**Task set:**
- A) In the cat care tips, what two things do cats need taurine for?
- B) Continue the cat care tips, picking up right after their last sentence.

**Text:**

Basic Health & Care Tips to Keep Your Cat Healthy
Thinking about adopting a cat? Or maybe you’re the owner of a brand-new kitten and are wondering how to best care for your new family member? Many people think that taking care of a cat is as easy as getting a litter box and some cat food, and while cats can be more low maintenance than dogs they still require more in-depth care and attention. Here are some tips to keep your cat healthy.
Basic Supply Checklist
When caring for a new cat, you’re going to need to make sure you at least have these basic supplies on hand to get started. We’ll go into more detail on why some of these are important later on.
- High quality, age appropriate cat food
- Food dish and water bowl
- Interactive toys, scratching posts and/or pads
- Brush and comb
- Safety color and ID tag
- Litter box and litter
- Cat carrier
- Cat bed or box with a blanket or towel
Food and Water
When choosing a cat food, ensure that you are choosing a brand that contains taurine. Taurine is an amino acid essential for a cat’s eye and heart health. If you’ve adopted a kitten or an adult cat who is refusing cat food or feeling sick, many people feed them baby food. This is safe to do, as long as you ensure that the food you’re feeding them does not contain garlic powder or onion powder, as these are both poisonous to cats. Your cat should also have clean water at all times, and the water dish should be cleaned and refilled daily.
For the most part, cats can take care of their grooming needs by themselves and will rarely need their human to give them a bath. However, regularly brushing your cat will help keep their coat clean, reduce shedding, and cut back on hairballs. If you have a long-haired cat, keeping a comb handy is also a good idea as they can sometimes get large mats or knots that need to be combed out. In some cases, a trip to the groomer may be necessary in order to have these removed.

**Provided information:**
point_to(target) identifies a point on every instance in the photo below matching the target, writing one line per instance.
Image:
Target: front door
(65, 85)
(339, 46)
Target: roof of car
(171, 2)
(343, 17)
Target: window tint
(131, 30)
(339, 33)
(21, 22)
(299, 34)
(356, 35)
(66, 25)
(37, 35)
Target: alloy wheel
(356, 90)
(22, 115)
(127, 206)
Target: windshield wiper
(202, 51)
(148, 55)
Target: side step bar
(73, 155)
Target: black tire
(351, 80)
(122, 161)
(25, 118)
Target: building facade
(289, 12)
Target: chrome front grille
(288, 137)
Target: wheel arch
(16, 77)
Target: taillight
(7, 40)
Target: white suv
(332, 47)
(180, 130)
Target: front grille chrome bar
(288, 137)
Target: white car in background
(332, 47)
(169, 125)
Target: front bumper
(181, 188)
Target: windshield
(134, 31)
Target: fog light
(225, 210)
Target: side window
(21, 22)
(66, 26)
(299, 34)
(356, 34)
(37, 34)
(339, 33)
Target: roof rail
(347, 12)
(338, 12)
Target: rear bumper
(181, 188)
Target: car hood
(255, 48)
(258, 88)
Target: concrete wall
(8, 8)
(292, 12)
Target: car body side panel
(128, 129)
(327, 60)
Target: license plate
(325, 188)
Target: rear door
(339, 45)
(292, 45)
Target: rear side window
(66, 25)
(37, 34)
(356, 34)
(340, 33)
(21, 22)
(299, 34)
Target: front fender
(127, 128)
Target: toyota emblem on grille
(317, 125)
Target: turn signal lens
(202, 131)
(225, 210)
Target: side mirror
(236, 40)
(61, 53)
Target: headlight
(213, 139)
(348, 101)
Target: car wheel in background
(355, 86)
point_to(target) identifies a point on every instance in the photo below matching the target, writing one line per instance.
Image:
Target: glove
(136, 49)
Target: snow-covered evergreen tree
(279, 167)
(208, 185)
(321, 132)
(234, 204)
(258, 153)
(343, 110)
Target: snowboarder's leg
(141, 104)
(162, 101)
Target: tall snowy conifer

**Outputs by task:**
- A) Taurine is essential for a cat's eye and heart health.

- B)
Living Space and Outdoor Cats
While your cat will have freedom to roam the house as they please, it’s important to give them their own space to sleep and rest. Get them a cat bed and line it with a soft blanket or towel, and make sure you clean the bed and blankets regularly. It’s important to keep your cat indoors. Outdoor cats have a much shorter lifespan than their indoor brethren and are at much higher risk infectious diseases and flea and tick infestations. There are a multitude of other dangers, such as being hit by cars and fighting with other animals, including other cats, free-roaming dogs, raccoons, possums, and coyotes.
If the cat is allowed outdoors, they must wear a collar with proper identification. A safety collar with an elastic panel will allow the cat to break free should they be caught on something, and an ID tag or microchip implant will ensure that the cat is returned to you if they get lost.
A litter box is always essential when getting a cat. When deciding where to place the litter box, just ensure that it is in a quiet and easily accessible location. In a multilevel home, one litter box per floor is recommended and in multi-cat households, one litter box per cat is recommended, plus one extra. Avoid moving the box, as this can cause confusion for the cat. Cleaning the box daily is important as many cats will not use smelly or messy litter. Dump everything, wash and refill the box at least once a week. When cleaning the box, do not use ammonia, deodorants or scented products, especially lemon and other citruses. The smell of citrus fruits is overwhelming for a cat’s senses and can act as a major deterrent.
If the litter box is clean of debris and has been properly sanitized and the cat is no longer going to the bathroom in the box, it is recommended to consult your veterinarian as this can be a sign of an underlying health problem.
Scratching and Declawing
Cats have a biological need to scratch. When they scratch, the other nail sheath is removed revealing the smooth and sharp claw underneath. Trimming your cat’s nails every 2-3 weeks will help to keep them relatively blunt and will help to minimize damage to furniture. Another way to minimize damage to furniture is to provide the cat with a scratching post or pad. The post should be at least 3 feet high should be stable enough that it will not wobble when in use. It should be covered with a rough material, such as burlap.
It is extremely important to never declaw a cat unless it is medically necessary. Declawing a cat is comparable to amputating a human’s fingers at the last knuckle and is extremely traumatic for the animal. Declawing can cause a cat to be more aggressive, and to bite more as they no longer have their claws for self-defense. It can also cause other behavioral issues, such as not using the litter box.
Veterinary Care and Spaying/Neutering
A good rule of thumb is to bring your cat to the vet once a year for a basic checkup and vaccinations. Your vet will make recommendations for vaccinations based on the age and health of your cat. As always, bring the animal to the vet immediately if they are showing signs of illness or injury.
Never give a cat medication that has not been prescribed by your vet. If they ingest a poisonous substance, call your vet or the ASPCA Animal Poison Control Center (open 24-hours a day) at (888) 426-4435.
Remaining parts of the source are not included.